Records:

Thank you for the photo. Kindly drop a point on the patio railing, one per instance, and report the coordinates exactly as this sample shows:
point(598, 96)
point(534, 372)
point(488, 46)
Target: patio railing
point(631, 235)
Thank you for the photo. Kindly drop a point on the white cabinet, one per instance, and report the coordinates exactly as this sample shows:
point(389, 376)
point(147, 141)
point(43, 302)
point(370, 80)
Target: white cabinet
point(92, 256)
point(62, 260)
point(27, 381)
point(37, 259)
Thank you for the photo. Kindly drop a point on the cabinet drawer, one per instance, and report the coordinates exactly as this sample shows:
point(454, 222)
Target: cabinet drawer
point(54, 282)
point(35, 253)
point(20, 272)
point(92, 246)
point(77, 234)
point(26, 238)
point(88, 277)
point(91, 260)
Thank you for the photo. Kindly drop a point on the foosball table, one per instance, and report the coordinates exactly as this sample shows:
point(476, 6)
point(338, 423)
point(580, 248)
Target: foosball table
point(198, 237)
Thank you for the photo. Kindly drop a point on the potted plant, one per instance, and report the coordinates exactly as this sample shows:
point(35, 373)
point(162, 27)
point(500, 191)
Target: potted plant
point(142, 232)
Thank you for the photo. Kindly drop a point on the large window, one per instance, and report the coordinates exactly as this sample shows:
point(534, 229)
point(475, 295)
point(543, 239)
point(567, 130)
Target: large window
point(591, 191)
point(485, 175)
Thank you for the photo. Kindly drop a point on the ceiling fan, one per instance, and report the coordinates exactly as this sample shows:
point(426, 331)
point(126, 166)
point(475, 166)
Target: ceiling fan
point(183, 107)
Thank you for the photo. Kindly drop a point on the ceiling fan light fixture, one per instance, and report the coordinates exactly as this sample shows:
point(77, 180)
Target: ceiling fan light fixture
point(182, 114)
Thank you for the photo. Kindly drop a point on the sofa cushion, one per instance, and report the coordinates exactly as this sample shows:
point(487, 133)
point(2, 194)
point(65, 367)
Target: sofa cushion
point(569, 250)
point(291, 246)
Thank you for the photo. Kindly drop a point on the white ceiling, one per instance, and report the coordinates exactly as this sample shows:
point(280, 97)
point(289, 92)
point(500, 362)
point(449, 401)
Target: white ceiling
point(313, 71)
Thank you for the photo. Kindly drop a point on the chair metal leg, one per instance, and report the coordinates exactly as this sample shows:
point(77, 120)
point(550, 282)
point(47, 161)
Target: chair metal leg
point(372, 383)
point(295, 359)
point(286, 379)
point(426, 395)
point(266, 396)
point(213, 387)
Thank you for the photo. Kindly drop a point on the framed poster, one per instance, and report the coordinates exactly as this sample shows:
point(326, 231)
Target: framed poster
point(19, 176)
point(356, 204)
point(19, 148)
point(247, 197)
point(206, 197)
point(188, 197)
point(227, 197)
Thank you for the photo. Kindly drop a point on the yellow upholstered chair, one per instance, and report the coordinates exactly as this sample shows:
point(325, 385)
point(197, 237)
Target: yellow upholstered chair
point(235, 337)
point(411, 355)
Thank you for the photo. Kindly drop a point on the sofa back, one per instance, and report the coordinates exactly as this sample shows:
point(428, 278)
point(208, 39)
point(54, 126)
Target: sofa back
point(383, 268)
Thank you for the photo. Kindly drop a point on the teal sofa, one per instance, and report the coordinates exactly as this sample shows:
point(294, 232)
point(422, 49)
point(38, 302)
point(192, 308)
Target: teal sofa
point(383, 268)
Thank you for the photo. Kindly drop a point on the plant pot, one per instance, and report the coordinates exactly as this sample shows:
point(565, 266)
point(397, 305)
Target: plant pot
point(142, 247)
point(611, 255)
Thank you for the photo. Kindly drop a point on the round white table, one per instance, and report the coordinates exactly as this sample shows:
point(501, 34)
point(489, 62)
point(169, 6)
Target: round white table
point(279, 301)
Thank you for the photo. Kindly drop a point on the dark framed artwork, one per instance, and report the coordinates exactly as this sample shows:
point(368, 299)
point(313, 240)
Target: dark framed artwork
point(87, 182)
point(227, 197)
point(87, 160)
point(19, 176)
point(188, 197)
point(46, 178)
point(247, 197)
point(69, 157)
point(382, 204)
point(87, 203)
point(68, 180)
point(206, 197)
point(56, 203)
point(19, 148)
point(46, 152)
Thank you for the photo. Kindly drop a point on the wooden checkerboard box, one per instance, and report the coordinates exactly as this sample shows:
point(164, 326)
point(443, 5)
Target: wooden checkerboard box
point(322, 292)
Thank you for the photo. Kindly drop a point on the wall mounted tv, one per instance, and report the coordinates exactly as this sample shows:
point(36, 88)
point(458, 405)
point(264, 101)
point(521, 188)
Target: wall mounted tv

- _Given request_
Copy out every line of the listing above without changing a single character.

- _Written solution_
Thank you for the photo. Kindly drop a point on the patio railing, one per instance, and report the coordinates exactly as this sample shows:
point(598, 96)
point(534, 372)
point(488, 46)
Target: patio railing
point(631, 235)
Thank you for the photo. Kindly drop a point on the white cabinet, one per instance, and report the coordinates exactly as this sample shows:
point(389, 376)
point(147, 141)
point(43, 302)
point(370, 80)
Target: white cabinet
point(92, 256)
point(62, 260)
point(27, 381)
point(37, 259)
Thank you for the photo. Kindly drop a point on the cabinet drawer, one per instance, and report the coordinates exactly as this sample shows:
point(454, 222)
Target: cabinet drawer
point(54, 282)
point(35, 253)
point(20, 272)
point(92, 246)
point(77, 234)
point(26, 238)
point(88, 277)
point(91, 260)
Thank you for the photo. Kindly drop a point on the foosball table, one per instance, and report the coordinates exactly as this sample shows:
point(476, 6)
point(338, 423)
point(580, 248)
Target: foosball table
point(198, 237)
Thank you for the photo. Kindly drop a point on the potted plant, one per instance, and report the coordinates exactly as this sample shows:
point(35, 373)
point(162, 27)
point(500, 191)
Target: potted plant
point(142, 232)
Thank you for the photo. Kindly drop a point on the large window, one per instance, and report the coordinates exactly as this sample shows:
point(534, 229)
point(475, 295)
point(543, 239)
point(567, 130)
Target: large window
point(591, 191)
point(485, 175)
Thank you for the photo. Kindly drop a point on the ceiling fan, one per instance, and report the coordinates exactly as this sample shows:
point(426, 331)
point(126, 166)
point(475, 166)
Target: ceiling fan
point(183, 107)
Thank you for the photo. Kindly drop a point on the ceiling fan light fixture, one per instance, and report the coordinates exactly as this sample shows:
point(77, 180)
Target: ceiling fan light fixture
point(182, 114)
Thank you for the photo. Kindly drop a point on the sofa cushion, one per instance, and report the coordinates exactly as this sample shows:
point(487, 133)
point(2, 194)
point(65, 367)
Target: sofa cushion
point(569, 250)
point(291, 246)
Thank you for the photo. Kindly drop a point on the white ceiling, one per instance, and report the coordinates exactly as this sample shows:
point(280, 97)
point(289, 92)
point(500, 362)
point(449, 401)
Target: white ceiling
point(313, 71)
Thank you for the photo. Kindly drop a point on the chair metal leg, one per instance, and report the coordinates exactly as this sample shows:
point(77, 120)
point(550, 282)
point(47, 161)
Target: chair metal leg
point(372, 383)
point(295, 359)
point(286, 379)
point(426, 395)
point(266, 396)
point(213, 387)
Thank you for the photo. Kindly drop a point on the framed poster, one per instance, and report the coordinates exactly as this sample shows:
point(326, 231)
Target: framed poster
point(19, 176)
point(356, 204)
point(19, 148)
point(247, 197)
point(206, 197)
point(188, 197)
point(227, 197)
Thank you for the photo. Kindly drop a point on the yellow upholstered chair, one per instance, and report the coordinates exactly as this sample shows:
point(325, 385)
point(197, 237)
Target: yellow upholstered chair
point(235, 337)
point(411, 355)
Thank you for the photo. Kindly drop a point on the sofa back, one per instance, and report the coordinates exactly as this sample shows:
point(428, 278)
point(208, 39)
point(54, 126)
Target: sofa back
point(383, 268)
Thank you for the photo. Kindly drop a point on the teal sofa, one per instance, and report the coordinates exactly as this sample shows:
point(294, 232)
point(422, 49)
point(38, 302)
point(192, 308)
Target: teal sofa
point(383, 268)
Thank you for the photo. Kindly drop a point on the plant pot, one per instance, and report the coordinates exactly as this sample shows:
point(565, 266)
point(397, 305)
Target: plant pot
point(142, 247)
point(611, 255)
Thank you for the photo. Kindly drop a point on the round white table, one per instance, and report the coordinates exactly as this sample shows:
point(501, 34)
point(489, 62)
point(169, 6)
Target: round white table
point(279, 301)
Thank you for the photo. Kindly drop a point on the dark framed artwork, one per instance, and report the coordinates exactly as this sample shows:
point(368, 299)
point(313, 240)
Target: dark framed artwork
point(87, 182)
point(227, 197)
point(87, 160)
point(19, 176)
point(188, 197)
point(46, 178)
point(247, 197)
point(69, 157)
point(382, 204)
point(87, 203)
point(68, 180)
point(206, 197)
point(56, 203)
point(19, 148)
point(46, 152)
Thank you for the photo. Kindly drop a point on the wooden checkerboard box, one per instance, and report the coordinates exactly as this sample shows:
point(164, 326)
point(443, 5)
Target: wooden checkerboard box
point(322, 292)
Thank you for the photo. Kindly drop a point on the wall mounted tv, one per instance, and report the coordinates exactly as this sample shows:
point(36, 88)
point(458, 405)
point(264, 101)
point(521, 188)
Target: wall mounted tv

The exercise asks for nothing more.